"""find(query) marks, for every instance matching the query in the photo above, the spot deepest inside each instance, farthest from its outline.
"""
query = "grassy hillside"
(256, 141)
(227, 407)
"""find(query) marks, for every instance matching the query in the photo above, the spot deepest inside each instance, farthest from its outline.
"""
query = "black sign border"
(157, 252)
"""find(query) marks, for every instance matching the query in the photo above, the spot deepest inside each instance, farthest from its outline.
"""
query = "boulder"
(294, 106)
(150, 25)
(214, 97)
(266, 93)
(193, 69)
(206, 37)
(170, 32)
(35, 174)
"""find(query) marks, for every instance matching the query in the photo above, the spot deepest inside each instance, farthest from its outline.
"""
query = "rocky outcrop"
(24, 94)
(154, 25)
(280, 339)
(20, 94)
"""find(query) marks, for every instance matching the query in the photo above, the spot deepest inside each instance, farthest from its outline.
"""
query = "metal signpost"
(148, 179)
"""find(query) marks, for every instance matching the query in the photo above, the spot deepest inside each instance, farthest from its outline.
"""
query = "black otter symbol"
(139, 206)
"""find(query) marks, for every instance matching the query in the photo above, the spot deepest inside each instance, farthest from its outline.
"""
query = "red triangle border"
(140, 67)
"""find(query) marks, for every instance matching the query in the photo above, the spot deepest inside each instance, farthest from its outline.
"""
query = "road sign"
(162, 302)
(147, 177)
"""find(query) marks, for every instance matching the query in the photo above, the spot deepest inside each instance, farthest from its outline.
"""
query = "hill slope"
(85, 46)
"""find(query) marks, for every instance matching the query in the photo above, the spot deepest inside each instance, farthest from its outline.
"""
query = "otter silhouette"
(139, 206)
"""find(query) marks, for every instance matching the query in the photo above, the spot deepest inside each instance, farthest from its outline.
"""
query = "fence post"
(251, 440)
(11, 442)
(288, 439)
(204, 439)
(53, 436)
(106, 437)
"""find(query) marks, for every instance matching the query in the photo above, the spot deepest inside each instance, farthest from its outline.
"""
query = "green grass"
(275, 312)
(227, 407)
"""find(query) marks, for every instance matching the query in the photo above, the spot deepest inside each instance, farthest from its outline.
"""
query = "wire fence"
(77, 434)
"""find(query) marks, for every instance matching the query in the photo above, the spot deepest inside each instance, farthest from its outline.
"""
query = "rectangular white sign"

**WHAT THE TASK REQUIRES:** Your answer should be every entry above, repeated exactly.

**EXERCISE RESULT:**
"""find(query) marks, for every instance matching the query in the photo above, the spot deepest inside each instance, farthest from its outline.
"""
query = "grassy hillside"
(256, 141)
(227, 407)
"""find(query) marks, for every instance matching the query in the photo above, the spot deepest inside each instance, farthest from its outline.
"""
query = "black sign border"
(157, 252)
"""find(query) marks, for every instance matching the query in the photo above, the spot deepest inside each instance, farthest from its outline.
"""
query = "boulder"
(294, 106)
(150, 25)
(214, 97)
(266, 93)
(193, 69)
(206, 37)
(170, 32)
(35, 174)
"""find(query) marks, for every instance matching the query in the photo above, the spot deepest inside each instance, farthest from its outline.
"""
query = "rocky outcrop"
(24, 94)
(154, 25)
(280, 339)
(20, 94)
"""find(query) marks, for every instance matching the query in the photo above, the spot deepest inside each instance, farthest from its outline.
"""
query = "metal signpost"
(148, 179)
"""find(query) marks, for every instance matching the query in the photo above, the spot deepest inside each instance, farthest from its outline.
"""
query = "black otter symbol"
(139, 206)
"""find(query) marks, for every instance matching the query in the photo above, the spot deepest inside each instance, farthest from its outline.
"""
query = "red triangle border"
(140, 67)
"""find(query) marks, for every instance matching the query in the photo above, the spot deepest inside each instance, farthest from its outline.
"""
query = "road sign"
(162, 302)
(147, 177)
"""find(query) marks, for every instance matching the query in the photo above, the spot deepest inside each instance, farthest from its outline.
"""
query = "hill slope"
(85, 46)
"""find(query) marks, for every instance matching the query in the photo above, the spot deepest inside each instance, farthest from its outline.
"""
query = "otter silhouette"
(139, 206)
"""find(query) marks, for every instance matching the query in the photo above, the spot deepest inside each instance, farthest from its outline.
"""
query = "fence post"
(251, 440)
(11, 442)
(288, 439)
(204, 439)
(53, 436)
(106, 437)
"""find(query) marks, for every instance matching the query in the photo above, the spot deepest inside each instance, farthest from its outline.
"""
query = "green grass"
(275, 312)
(227, 407)
"""find(query) marks, for every instance matching the query in the photo above, the spot deepest inside each instance, farthest from its outline.
"""
query = "wire fence"
(77, 434)
"""find(query) marks, for every instance matching the query in the photo above, the spot deepest inside each instance, farthest from its outline.
"""
query = "rectangular white sign"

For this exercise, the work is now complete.